REQUIRED WORK:
Within the entries below, find each line containing the word "throughout" and copy it.

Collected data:
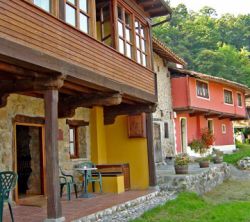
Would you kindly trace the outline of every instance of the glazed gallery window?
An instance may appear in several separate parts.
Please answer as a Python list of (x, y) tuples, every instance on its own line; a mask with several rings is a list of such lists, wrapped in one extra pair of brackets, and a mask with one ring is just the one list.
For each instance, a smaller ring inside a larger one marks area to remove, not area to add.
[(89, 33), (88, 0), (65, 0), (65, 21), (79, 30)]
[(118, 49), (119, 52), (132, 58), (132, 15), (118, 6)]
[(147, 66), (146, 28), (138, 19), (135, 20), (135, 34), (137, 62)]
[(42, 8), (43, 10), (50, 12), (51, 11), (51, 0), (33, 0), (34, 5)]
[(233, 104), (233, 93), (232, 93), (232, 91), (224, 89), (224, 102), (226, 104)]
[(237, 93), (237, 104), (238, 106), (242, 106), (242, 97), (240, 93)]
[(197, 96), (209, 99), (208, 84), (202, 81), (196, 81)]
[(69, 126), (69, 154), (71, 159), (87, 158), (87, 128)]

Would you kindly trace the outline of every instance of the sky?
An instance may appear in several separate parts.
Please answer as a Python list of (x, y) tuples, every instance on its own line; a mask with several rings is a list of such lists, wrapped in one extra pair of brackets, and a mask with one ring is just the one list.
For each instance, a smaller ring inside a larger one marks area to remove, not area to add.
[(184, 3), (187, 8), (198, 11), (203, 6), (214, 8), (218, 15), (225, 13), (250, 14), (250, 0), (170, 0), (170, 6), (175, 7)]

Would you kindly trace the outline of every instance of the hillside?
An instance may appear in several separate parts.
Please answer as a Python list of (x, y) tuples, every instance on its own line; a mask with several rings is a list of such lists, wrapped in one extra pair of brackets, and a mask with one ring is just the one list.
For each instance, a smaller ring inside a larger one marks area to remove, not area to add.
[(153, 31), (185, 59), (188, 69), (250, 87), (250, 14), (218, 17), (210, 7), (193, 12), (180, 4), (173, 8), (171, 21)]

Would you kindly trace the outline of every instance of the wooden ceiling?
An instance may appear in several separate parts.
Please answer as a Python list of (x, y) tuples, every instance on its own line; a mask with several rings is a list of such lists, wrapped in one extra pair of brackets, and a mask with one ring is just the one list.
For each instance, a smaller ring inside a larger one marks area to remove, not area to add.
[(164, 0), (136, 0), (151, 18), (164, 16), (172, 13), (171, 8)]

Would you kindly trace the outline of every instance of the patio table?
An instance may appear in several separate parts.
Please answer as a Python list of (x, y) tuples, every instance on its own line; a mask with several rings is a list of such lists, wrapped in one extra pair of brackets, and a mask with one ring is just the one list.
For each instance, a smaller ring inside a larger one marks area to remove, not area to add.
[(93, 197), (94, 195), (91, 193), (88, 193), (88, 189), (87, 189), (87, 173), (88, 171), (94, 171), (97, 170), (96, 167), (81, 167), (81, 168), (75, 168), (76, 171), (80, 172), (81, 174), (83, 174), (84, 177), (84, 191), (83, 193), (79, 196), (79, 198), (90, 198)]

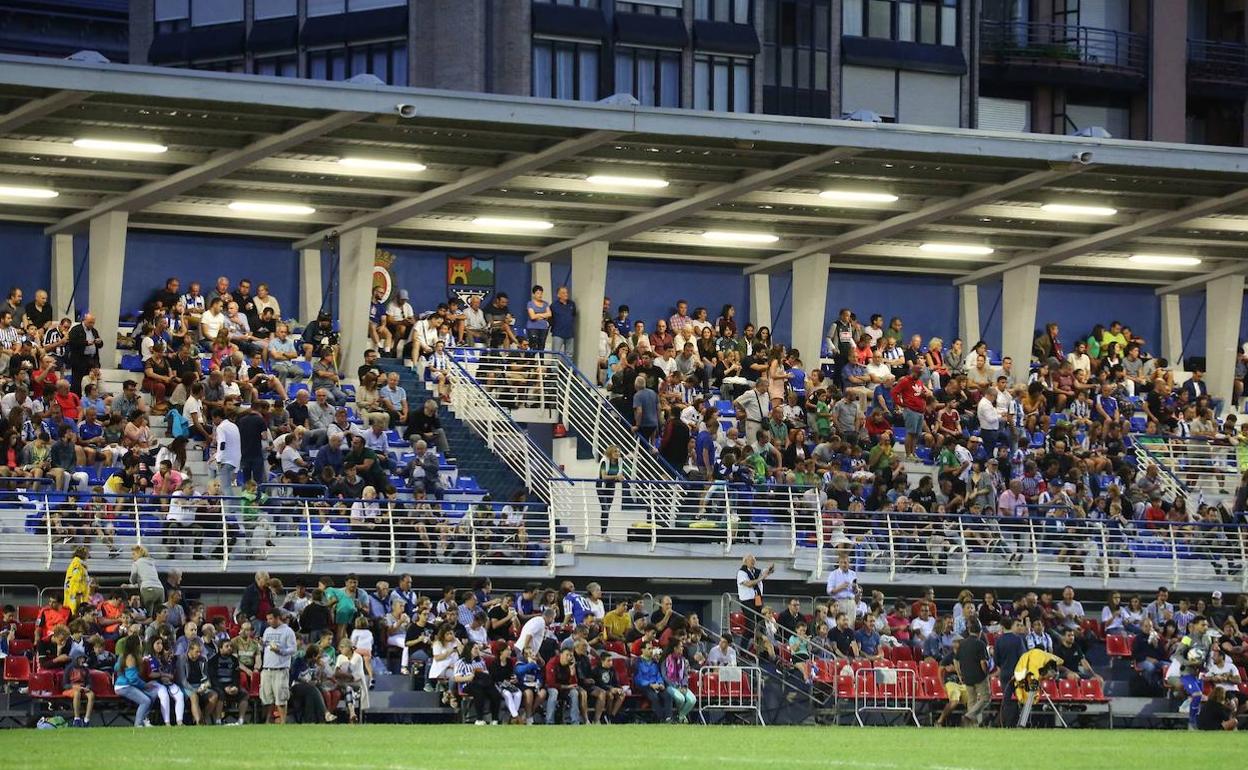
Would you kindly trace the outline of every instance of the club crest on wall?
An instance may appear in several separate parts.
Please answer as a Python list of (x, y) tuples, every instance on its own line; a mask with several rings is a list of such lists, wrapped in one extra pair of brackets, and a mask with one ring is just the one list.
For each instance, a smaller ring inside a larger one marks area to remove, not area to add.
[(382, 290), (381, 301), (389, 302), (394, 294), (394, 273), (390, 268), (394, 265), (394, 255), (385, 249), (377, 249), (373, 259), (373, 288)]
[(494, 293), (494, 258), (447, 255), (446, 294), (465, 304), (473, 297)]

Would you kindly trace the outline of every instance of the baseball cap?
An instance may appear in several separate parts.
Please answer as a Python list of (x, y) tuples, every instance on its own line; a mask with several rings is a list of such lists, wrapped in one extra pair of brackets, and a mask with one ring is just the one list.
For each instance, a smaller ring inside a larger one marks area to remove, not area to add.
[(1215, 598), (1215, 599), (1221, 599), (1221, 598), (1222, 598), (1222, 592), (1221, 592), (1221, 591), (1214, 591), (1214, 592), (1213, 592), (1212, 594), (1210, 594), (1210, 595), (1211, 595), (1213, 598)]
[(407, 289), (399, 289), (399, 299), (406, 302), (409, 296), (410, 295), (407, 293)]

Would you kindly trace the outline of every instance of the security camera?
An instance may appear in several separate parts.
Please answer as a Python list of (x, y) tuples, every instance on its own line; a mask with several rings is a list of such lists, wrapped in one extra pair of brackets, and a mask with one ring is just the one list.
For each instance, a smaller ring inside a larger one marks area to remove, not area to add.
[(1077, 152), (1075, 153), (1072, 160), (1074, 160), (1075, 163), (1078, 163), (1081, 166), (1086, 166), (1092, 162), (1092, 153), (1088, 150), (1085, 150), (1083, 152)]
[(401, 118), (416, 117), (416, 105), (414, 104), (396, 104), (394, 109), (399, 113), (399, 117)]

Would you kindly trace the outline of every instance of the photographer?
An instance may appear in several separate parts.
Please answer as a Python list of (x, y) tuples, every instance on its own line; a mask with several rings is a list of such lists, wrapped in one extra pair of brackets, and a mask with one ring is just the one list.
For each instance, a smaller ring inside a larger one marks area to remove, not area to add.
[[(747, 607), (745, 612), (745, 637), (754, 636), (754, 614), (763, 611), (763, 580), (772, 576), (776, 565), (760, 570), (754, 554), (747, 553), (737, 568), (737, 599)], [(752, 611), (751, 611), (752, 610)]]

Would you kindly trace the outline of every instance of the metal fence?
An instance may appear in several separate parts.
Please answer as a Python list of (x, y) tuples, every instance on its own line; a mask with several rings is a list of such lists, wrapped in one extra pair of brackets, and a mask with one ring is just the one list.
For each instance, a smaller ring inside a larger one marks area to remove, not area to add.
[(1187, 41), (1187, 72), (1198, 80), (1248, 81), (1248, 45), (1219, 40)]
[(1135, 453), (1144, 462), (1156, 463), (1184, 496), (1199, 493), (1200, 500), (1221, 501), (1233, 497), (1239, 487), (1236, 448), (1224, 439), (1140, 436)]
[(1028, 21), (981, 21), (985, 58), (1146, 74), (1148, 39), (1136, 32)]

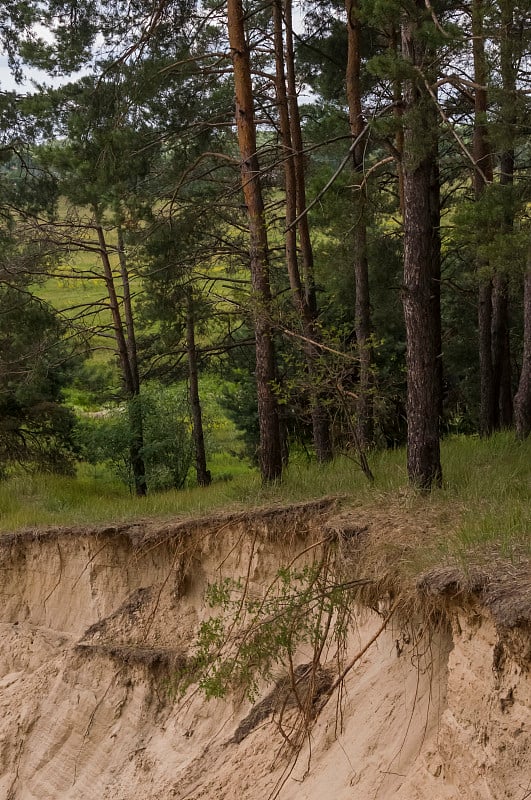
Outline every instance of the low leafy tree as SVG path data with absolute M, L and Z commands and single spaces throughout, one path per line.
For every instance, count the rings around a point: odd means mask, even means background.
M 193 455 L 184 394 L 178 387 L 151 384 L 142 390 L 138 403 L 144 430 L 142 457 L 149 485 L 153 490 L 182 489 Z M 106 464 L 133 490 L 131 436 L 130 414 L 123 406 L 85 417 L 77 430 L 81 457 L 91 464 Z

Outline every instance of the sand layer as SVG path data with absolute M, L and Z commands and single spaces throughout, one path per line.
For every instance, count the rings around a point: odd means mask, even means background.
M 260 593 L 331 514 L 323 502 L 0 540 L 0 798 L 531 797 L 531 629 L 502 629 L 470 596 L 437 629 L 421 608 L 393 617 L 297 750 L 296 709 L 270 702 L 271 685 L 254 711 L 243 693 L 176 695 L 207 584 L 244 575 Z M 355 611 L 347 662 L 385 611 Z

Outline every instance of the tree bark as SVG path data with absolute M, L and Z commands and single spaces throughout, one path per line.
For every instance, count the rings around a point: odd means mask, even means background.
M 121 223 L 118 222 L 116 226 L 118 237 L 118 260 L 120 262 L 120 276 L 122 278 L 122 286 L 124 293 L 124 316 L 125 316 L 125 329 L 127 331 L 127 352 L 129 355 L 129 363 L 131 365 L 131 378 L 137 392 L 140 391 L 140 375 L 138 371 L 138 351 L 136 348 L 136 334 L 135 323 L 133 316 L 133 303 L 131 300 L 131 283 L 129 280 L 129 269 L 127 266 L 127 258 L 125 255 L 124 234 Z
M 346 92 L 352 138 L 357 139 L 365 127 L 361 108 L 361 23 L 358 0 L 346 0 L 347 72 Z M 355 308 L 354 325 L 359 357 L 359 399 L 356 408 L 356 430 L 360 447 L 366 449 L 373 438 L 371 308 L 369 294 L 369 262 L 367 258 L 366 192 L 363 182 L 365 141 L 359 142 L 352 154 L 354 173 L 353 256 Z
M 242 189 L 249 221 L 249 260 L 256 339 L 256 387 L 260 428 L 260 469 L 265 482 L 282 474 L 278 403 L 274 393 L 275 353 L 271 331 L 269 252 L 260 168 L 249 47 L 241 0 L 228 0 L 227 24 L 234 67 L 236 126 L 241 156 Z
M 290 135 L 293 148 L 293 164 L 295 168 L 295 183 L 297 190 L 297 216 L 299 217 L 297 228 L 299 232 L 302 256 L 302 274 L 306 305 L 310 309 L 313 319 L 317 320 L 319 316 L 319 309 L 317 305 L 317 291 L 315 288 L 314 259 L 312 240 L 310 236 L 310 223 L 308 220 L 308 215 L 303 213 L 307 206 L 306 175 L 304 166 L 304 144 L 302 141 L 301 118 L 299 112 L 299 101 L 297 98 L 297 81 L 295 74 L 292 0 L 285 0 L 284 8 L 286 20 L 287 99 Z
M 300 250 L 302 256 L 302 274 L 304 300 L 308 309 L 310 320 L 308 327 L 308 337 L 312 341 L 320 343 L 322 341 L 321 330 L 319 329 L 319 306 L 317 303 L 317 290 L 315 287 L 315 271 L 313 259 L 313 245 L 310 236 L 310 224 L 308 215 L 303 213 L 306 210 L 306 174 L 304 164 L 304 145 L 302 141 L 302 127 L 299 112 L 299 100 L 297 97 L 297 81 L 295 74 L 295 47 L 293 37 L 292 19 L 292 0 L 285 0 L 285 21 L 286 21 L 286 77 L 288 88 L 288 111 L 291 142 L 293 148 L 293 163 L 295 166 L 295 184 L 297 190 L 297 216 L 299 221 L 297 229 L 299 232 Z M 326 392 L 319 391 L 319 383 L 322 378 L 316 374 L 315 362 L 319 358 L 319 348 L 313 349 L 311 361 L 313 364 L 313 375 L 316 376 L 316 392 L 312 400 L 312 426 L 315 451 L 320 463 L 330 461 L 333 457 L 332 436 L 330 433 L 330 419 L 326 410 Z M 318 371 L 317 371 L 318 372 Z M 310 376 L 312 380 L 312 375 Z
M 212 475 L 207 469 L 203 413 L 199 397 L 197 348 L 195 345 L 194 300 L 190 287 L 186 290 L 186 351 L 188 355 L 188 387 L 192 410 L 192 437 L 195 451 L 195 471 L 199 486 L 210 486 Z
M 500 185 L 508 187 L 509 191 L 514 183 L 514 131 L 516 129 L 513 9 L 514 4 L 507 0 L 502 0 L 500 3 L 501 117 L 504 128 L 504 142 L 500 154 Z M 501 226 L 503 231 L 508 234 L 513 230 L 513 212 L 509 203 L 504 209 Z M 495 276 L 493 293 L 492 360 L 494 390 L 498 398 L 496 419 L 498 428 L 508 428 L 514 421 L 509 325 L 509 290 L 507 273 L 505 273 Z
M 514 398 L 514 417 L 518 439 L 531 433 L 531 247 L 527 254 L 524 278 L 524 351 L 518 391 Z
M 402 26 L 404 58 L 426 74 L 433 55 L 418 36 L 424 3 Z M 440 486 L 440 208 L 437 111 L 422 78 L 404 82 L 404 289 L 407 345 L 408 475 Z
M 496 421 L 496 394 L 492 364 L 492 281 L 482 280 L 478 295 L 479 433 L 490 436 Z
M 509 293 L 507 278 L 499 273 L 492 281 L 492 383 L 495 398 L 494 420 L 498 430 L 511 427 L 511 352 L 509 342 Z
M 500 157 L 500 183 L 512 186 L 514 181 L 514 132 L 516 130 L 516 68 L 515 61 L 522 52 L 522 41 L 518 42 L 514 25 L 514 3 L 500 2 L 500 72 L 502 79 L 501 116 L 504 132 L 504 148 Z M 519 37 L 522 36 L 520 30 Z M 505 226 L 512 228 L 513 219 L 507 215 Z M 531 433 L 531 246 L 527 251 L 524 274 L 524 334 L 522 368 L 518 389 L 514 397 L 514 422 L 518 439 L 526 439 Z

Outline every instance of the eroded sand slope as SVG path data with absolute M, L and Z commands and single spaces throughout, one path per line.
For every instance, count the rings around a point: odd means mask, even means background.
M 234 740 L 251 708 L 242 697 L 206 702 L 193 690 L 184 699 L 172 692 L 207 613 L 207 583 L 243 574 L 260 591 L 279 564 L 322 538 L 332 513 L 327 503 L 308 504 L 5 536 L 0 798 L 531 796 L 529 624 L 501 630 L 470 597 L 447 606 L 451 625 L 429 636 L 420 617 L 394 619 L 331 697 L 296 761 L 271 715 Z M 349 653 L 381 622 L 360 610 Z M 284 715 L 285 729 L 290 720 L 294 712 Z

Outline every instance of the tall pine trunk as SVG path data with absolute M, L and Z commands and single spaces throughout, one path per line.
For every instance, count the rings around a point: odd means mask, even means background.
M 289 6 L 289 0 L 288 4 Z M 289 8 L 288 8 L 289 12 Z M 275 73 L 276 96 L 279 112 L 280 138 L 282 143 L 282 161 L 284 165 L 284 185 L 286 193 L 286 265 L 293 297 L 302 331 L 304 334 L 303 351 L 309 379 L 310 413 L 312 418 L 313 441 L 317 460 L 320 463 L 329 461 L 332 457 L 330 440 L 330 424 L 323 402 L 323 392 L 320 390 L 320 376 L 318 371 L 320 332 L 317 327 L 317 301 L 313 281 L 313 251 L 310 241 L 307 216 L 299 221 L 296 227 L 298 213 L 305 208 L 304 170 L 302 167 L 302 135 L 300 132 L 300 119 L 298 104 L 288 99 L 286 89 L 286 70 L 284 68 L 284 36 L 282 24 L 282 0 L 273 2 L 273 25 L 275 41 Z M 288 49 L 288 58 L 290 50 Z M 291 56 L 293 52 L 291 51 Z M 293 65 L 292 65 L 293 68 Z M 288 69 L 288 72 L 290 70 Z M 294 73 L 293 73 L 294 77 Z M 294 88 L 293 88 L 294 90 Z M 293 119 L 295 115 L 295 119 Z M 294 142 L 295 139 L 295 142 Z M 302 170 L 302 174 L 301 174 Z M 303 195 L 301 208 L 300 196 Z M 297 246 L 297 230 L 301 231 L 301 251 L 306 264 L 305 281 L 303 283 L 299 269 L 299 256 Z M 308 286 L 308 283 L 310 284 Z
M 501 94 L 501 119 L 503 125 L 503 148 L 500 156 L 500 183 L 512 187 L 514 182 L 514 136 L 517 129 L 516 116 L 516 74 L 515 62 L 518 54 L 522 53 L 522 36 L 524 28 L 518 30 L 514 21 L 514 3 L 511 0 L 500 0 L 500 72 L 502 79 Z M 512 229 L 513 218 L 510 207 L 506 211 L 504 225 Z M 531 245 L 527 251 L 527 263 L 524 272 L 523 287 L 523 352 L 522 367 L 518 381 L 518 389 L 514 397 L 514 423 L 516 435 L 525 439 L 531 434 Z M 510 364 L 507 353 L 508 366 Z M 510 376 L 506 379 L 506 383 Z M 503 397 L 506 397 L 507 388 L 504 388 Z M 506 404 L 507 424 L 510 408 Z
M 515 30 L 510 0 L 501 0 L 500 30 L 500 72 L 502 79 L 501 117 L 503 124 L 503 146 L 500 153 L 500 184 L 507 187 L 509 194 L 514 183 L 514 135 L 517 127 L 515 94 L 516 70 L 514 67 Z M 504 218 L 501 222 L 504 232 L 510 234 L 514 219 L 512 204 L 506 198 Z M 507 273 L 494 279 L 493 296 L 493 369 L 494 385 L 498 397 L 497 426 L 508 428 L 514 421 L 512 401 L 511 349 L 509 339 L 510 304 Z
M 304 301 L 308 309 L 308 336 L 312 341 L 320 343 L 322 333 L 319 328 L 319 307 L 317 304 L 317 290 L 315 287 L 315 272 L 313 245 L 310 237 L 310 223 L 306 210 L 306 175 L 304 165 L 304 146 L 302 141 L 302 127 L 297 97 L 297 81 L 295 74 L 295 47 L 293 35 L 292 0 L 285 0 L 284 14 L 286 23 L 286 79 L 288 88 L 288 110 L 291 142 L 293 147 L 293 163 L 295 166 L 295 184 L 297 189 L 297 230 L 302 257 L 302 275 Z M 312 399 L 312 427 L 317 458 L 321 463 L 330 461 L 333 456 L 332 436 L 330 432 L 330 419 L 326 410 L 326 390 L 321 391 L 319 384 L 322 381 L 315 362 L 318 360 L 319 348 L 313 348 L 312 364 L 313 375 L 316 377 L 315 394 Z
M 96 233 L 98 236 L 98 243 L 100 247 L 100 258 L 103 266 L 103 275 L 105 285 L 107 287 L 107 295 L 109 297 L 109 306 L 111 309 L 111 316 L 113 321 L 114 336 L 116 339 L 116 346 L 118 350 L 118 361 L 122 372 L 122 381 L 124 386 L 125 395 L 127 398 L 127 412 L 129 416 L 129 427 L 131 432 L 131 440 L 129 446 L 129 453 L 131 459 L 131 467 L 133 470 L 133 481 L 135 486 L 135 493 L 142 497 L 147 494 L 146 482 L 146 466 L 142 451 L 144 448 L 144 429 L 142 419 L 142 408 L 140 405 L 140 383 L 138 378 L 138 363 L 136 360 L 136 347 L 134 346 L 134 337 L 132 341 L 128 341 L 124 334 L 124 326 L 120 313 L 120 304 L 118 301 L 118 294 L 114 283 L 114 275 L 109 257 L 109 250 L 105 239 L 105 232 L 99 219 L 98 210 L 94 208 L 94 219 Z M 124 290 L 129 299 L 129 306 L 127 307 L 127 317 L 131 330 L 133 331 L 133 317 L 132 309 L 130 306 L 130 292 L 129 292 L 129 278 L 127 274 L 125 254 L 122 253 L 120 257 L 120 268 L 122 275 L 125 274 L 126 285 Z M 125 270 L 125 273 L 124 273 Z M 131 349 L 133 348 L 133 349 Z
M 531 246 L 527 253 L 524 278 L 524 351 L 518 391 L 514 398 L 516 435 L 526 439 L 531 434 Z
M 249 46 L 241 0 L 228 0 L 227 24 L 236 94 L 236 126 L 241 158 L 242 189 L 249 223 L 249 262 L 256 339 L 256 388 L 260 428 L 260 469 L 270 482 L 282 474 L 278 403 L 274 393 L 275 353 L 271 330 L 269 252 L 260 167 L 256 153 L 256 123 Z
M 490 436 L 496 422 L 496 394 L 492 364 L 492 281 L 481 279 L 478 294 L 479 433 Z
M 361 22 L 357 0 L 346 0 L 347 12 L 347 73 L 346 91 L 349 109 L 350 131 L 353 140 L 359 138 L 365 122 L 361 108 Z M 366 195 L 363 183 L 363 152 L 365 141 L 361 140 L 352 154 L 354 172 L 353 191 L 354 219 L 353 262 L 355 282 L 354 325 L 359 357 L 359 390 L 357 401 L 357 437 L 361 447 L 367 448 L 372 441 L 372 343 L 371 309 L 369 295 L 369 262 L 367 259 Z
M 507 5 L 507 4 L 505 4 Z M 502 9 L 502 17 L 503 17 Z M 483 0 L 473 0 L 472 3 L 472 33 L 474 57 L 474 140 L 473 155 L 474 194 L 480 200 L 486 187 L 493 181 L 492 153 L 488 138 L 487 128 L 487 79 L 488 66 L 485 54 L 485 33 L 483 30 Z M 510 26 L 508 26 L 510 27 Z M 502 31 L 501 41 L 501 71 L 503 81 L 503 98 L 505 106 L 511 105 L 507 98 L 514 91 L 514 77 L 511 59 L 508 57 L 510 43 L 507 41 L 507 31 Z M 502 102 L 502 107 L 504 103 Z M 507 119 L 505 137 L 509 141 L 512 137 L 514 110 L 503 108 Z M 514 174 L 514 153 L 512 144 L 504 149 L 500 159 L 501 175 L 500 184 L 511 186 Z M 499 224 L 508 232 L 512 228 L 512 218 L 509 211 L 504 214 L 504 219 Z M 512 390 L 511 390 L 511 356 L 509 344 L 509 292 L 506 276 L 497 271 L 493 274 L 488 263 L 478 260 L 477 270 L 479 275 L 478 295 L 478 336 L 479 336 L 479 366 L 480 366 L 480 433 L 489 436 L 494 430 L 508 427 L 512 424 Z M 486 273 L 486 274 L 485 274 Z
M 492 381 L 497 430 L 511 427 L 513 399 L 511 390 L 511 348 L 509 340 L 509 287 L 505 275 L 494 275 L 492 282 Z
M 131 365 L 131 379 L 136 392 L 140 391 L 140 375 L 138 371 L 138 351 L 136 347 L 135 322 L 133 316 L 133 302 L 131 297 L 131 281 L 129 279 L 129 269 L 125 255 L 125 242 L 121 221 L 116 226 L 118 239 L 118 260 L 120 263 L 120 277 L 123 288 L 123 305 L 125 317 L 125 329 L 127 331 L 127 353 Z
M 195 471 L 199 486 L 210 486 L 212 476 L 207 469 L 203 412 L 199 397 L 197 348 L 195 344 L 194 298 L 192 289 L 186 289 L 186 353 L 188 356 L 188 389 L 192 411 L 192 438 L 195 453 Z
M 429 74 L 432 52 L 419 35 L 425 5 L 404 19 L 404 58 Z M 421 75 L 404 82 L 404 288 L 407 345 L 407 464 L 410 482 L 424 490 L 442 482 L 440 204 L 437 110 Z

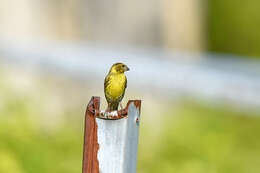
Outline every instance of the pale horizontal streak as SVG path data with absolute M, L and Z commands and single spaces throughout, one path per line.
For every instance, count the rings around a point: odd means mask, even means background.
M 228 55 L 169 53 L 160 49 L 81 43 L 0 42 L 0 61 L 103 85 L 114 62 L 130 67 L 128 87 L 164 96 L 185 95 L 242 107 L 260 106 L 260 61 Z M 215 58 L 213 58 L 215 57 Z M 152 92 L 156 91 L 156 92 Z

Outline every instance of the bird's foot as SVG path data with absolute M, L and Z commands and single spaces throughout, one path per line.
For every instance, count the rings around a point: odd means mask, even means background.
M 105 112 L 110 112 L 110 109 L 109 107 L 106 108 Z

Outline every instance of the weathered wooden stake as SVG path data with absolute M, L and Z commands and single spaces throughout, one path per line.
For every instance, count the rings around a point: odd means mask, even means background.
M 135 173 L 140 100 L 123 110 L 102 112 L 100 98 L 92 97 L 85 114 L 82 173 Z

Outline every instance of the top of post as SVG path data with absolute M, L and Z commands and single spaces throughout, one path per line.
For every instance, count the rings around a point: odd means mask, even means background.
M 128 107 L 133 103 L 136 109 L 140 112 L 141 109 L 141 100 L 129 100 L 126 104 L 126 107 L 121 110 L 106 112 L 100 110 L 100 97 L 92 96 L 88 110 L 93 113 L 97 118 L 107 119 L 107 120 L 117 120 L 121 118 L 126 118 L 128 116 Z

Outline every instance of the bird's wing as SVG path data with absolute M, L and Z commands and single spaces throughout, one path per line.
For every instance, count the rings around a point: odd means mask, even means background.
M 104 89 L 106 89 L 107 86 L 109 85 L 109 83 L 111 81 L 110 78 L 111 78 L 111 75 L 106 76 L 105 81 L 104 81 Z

COMPLETED EXERCISE:
Outline every instance of the low leafy tree as SVG path data with absolute M, L and Z commands and single spaces throughout, one path per line.
Outline every instance of the sand layer as SVG path data with absolute M, L and Z commands and single spaces throughout, one path per line.
Outline every instance of the tree bark as SVG path data with absolute M, L and Z commands and single spaces throughout, one path per line.
Outline every instance of the eroded sand slope as SVG path data with absolute M, L and Z commands and single spaces throughout, one path per line.
Outline every instance of the tall pine trunk as SVG path data with absolute M, L and Z commands and single spaces throughout, one path per line.
Outline every instance of the pale horizontal streak as SVG path data with absolute M, L and Z commands and single spaces throughout, one path per line.
Outline every instance of the bird's foot as SVG path data with absolute M, L and Z commands and single spaces throughout, one path per line.
Outline every instance of the weathered wooden stake as SVG path data with absolute M, L and Z commands and single spaces throughout, one path per line.
Outline every instance of the top of post as SVG path data with absolute M, L and Z commands and single spaces throughout, one path per line.
Outline every instance of the bird's wing as SVG path data with absolute M, L and Z commands and single spaces throughout, one path per line.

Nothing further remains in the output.